> _PROBLEMS TO WORK ON_:
[a] Print the passage of the text on Antigua and Barbuda–Colombia relations between "Relations between Antigua" and "the United Kingdom.", inclusive, word for word.
[b] From the text on Antigua and Barbuda–Colombia relations, list every topic through which the two countries have cooperated under the bilateral programmes.
[c] Using the text on Antigua and Barbuda–Colombia relations, say whether each statement agrees with it. Answer yes or no, and quote the words that decide it.
(i) Relations between the two countries began on 18 March 1982.
(ii) In 2013, Antigua and Barbuda ended with a positive trade balance with Colombia.
(iii) The road nomenclature project is being carried out by the Geographic Institute Agustín Codazzi.

> _DOCUMENT EXTRACT_:
Antigua and Barbuda–Colombia relations

Diplomatic mission
- Embassy of Antigua and Barbuda in Washington D.C. (United States): Embassy of Colombia in Kingston (Jamaica) Honorary Consulate in Saint John

= Antigua and Barbuda–Colombia relations =

Relations between Antigua and Barbuda and the Republic of Colombia began on 18 March 1982, less than a year after the former's independence from the United Kingdom.

== Programmes ==
The bilateral programmes of these two countries is governed mainly by the Programs of the Colombian Cooperation Strategy in the Greater Caribbean. The programme is aimed at inhabitants of the Caribbean islands who want to strengthen specific issues. With Antigua and Barbuda, cooperation has occurred through topics such as:

- Environment: The issues discussed in the environment between Colombia and Antigua and Barbuda are related to combating oil spills, cooperation in natural disasters, sustainable development, protection of flora and fauna areas.
- Technology and Communication: Freedom of expression through the Constitutive Agreement of Action of National Information Systems. Recently, the island country asked Colombia for help in the construction of road nomenclature. This project is being carried out by the Geographic Institute Agustín Codazzi (GIAC).
- Economy and trade: Antigua and Barbuda and Colombia, together with other Caribbean countries, have signed an agreement to create a sustainable tourism zone.
- Judicial: For these two countries, agreements related to illicit drug trafficking have been of great importance.
- Education: As part of the conclusions of the 6th Summit of the Americas, in Cartagena de Indias, Colombia has begun training teachers to teach the Spanish language in Antigua and Barbuda.
- Status: Antigua and Barbuda visited Colombia to learn about the job evaluation processes for public entity employees.

== Trade ==
In 1994, CARICOM and Colombia signed a free trade agreement aimed at promoting trade and investment, cooperation and the creation of joint ventures.

In 2013, Colombia and Antigua and Barbuda traded US$828,000. This is not significant for Colombia's foreign economy or its GDP. Of those US$828,000, Colombia exported US$611,000, while Antigua and Barbuda exported US$218,000. This left Colombia with a positive trade balance.

In 2022, Colombia exported $3.06M to Antigua and Barbuda. The products exported from Colombia to Antigua and Barbuda included Cement ($1.47M), Raw Sugar ($202k), and Petroleum Coke ($173k). Antigua and Barbuda exported $6.45M to Colombia. The products exported from Antigua and Barbuda to Colombia included Engine Parts ($1.13M), Motor vehicles; parts and accessories (8701 to 8705) ($980k), and Transmissions ($534k).

Trade between Antigua and Barbuda and Colombia
| Country | Exports ($USD) | Percentage (exports) | Percentage (imports) | Percentage (total) | Products |
|---|---|---|---|---|---|
| Antigua and Barbuda | $218,476 | 0.09% | 0.56% | 0.53% | inks and paints, pharmaceutical products, tools, plastic products, electrical appliances, vehicle parts. |
| Colombia | $611,107 | 0.00104% | 0.00037% | 0.0007% | sugars and confectionery, plastic articles, pastries, wood articles, prepared foods, cocoa. |

Source: Trade Map

== Diplomatic missions ==
- Colombia has an honorary consulate in St. John's.

> _ENTRIES SUPPLIED_:
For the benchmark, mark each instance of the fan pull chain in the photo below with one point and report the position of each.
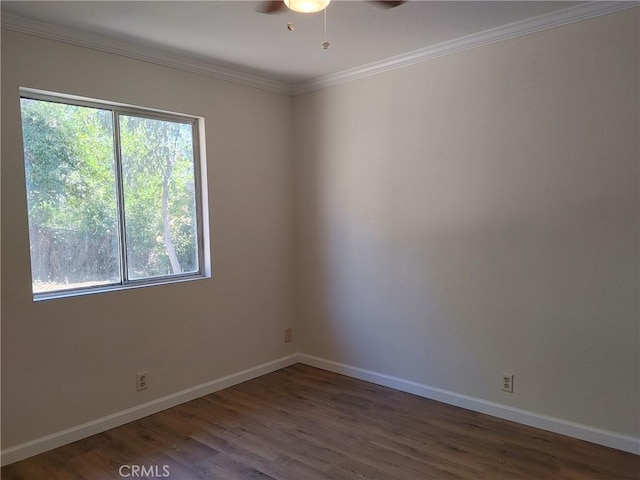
(325, 44)
(290, 25)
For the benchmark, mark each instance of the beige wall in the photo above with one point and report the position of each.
(459, 218)
(69, 361)
(478, 214)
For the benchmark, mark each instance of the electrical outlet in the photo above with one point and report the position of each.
(507, 382)
(141, 381)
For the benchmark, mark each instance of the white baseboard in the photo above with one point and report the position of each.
(58, 439)
(556, 425)
(564, 427)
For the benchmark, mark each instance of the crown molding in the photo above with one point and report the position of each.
(158, 56)
(532, 25)
(139, 52)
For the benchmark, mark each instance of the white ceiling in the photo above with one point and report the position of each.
(234, 35)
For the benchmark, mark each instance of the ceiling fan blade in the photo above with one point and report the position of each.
(387, 4)
(272, 6)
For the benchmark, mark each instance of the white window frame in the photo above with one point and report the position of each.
(201, 192)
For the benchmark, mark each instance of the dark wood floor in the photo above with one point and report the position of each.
(305, 423)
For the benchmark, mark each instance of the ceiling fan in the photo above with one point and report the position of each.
(311, 6)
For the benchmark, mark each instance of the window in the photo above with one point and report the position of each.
(113, 196)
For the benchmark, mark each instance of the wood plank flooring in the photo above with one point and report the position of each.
(305, 423)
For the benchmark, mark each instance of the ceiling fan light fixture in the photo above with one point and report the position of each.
(307, 6)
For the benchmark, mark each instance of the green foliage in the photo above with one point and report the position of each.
(71, 189)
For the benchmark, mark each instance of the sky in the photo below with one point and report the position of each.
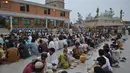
(84, 7)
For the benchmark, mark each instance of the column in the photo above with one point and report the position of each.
(11, 23)
(54, 23)
(68, 24)
(46, 23)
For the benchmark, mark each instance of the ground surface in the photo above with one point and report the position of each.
(18, 67)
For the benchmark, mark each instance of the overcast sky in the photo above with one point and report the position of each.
(89, 6)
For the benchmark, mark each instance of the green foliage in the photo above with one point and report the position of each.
(97, 11)
(80, 18)
(121, 13)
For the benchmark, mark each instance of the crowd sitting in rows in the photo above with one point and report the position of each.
(24, 45)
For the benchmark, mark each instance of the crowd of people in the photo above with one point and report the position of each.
(22, 45)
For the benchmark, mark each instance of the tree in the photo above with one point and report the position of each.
(121, 14)
(80, 18)
(97, 11)
(88, 17)
(111, 13)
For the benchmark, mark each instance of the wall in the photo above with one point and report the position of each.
(37, 10)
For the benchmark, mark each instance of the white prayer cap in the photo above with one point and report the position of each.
(38, 65)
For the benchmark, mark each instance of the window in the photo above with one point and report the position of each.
(22, 7)
(62, 13)
(27, 8)
(4, 4)
(105, 21)
(113, 21)
(15, 21)
(37, 22)
(0, 4)
(45, 10)
(49, 10)
(25, 21)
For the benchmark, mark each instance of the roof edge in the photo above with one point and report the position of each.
(39, 4)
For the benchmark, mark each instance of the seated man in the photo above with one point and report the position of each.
(64, 61)
(77, 51)
(2, 54)
(49, 61)
(35, 66)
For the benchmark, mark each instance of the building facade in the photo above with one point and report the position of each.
(55, 3)
(104, 22)
(25, 14)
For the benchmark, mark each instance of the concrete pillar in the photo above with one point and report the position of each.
(11, 23)
(68, 24)
(54, 23)
(46, 23)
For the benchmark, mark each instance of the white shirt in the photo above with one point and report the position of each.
(51, 45)
(107, 64)
(30, 38)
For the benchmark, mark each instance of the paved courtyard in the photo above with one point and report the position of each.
(18, 67)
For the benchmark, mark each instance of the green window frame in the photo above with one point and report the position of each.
(26, 21)
(15, 21)
(45, 10)
(27, 8)
(37, 22)
(62, 13)
(49, 11)
(22, 7)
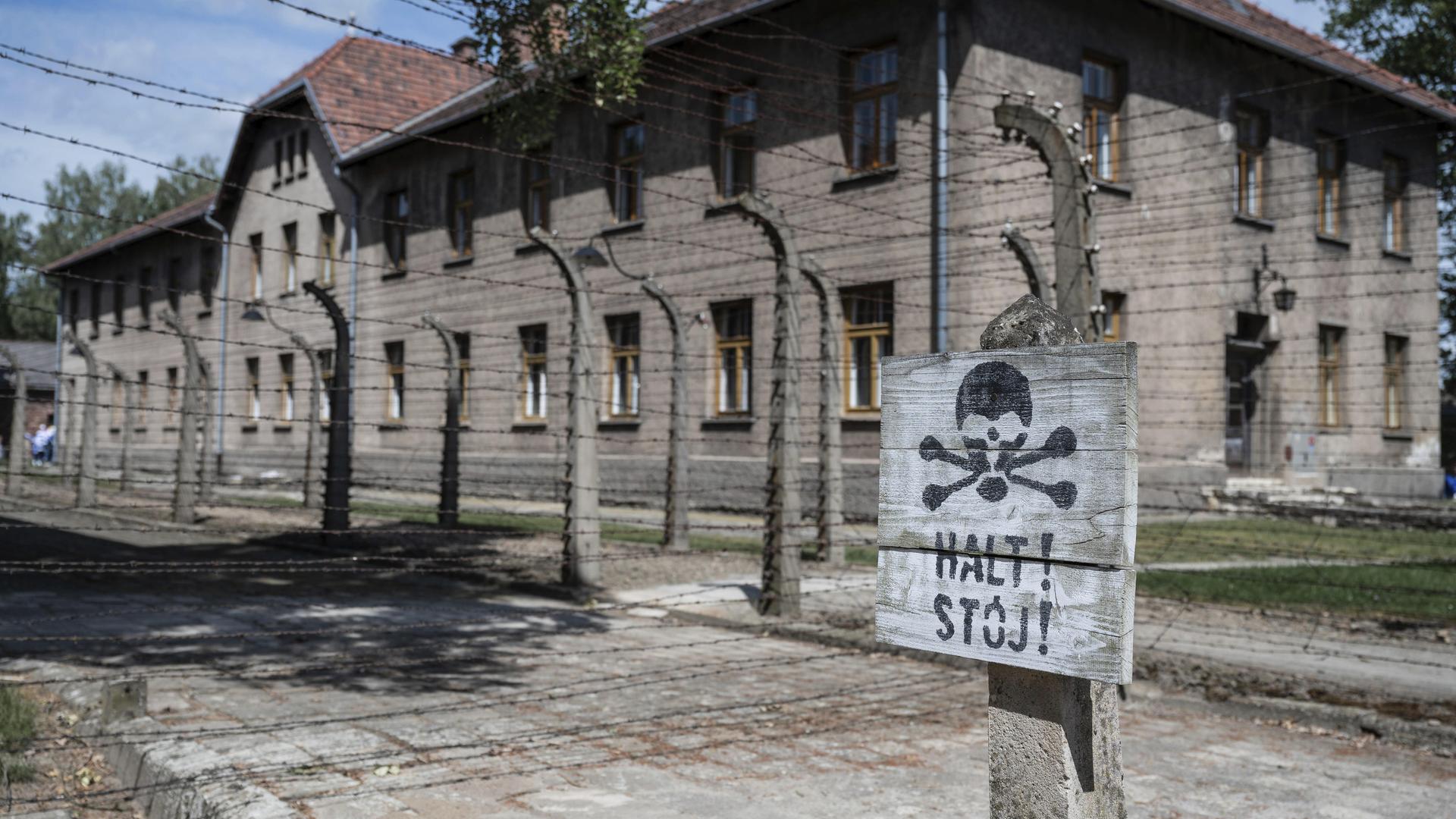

> _RESULTS IN ORDER_:
[a]
Relations between Antigua and Barbuda and the Republic of Colombia began on 18 March 1982, less than a year after the former's independence from the United Kingdom.

[b]
- Environment
- Technology and Communication
- Economy and trade
- Judicial
- Education
- Status

[c]
(i) Yes: "Relations between Antigua and Barbuda and the Republic of Colombia began on 18 March 1982"
(ii) No: "This left Colombia with a positive trade balance."
(iii) Yes: "This project is being carried out by the Geographic Institute Agustín Codazzi (GIAC)."